### WHAT YOU WILL DO:
Render the entries below as a two-column CSV with the headers "entry" and "answer", one row per entry. Put each entry's text and its answer in their own quoted fields, turn line breaks into spaces, and leave out the pictures.

### THE DATA:

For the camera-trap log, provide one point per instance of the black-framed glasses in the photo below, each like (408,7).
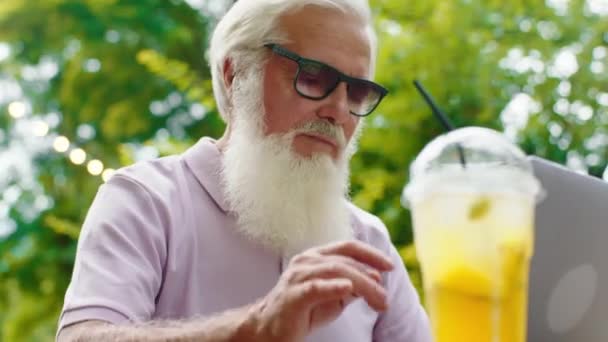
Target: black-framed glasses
(316,80)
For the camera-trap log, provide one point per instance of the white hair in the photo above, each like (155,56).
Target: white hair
(250,24)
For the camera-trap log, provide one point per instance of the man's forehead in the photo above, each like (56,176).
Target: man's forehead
(331,36)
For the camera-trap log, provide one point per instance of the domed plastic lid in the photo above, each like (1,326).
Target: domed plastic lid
(471,159)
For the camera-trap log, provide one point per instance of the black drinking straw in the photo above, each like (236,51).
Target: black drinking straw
(440,115)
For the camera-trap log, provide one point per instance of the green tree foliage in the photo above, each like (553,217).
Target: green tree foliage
(126,80)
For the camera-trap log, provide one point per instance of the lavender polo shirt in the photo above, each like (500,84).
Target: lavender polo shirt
(158,243)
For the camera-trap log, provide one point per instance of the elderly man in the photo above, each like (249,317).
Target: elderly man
(252,237)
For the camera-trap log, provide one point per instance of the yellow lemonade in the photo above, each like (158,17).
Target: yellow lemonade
(475,253)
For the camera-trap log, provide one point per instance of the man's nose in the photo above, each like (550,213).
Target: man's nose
(335,107)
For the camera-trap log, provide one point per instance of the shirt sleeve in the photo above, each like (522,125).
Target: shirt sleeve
(405,320)
(120,257)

### EXERCISE OUTPUT:
entry,answer
"For the camera-trap log, provide one point per instance of the black-framed glasses in the photo below, each like (408,7). Target: black-framed glasses","(316,80)"
"For the camera-trap log, provide one point per instance of the white hair in the photo above, each like (155,56). Target: white hair","(250,24)"
"For the camera-trap log, provide one point per instance of the man's forehead in the photo above, each like (56,176). Target: man's forehead","(331,36)"
"For the camera-trap log, provide one point per instance of the domed plastic lid in the photo above, each like (1,326). Target: domed plastic lid","(471,159)"
"For the camera-trap log, provide one point per instance of the black drinking straw in the photo above, each like (236,51). Target: black drinking straw","(440,115)"
"For the camera-trap log, provide one point per instance of the green tree foliage in the photo above, each like (553,217). Target: green tree foliage","(126,80)"
"For the camera-trap log, provide one point per instance of the lavender polo shirt in the photo above, each like (500,84). Target: lavender polo shirt","(158,243)"
"For the camera-trap log, provide one point per instance of the elderly man in the photo above, each like (249,317). Target: elderly man","(252,237)"
"For the camera-trap log, provide one point per instance of the yellow lemonade in the photo above, each like (158,17). Target: yellow lemonade","(475,253)"
"For the camera-trap log, provide one point per instance of the man's nose in the photo above, each like (550,213). Target: man's nose","(335,107)"
"For the camera-trap log, provide one point per instance of the shirt sleeve in the photo above, each like (522,125). Target: shirt sleeve","(405,320) (120,257)"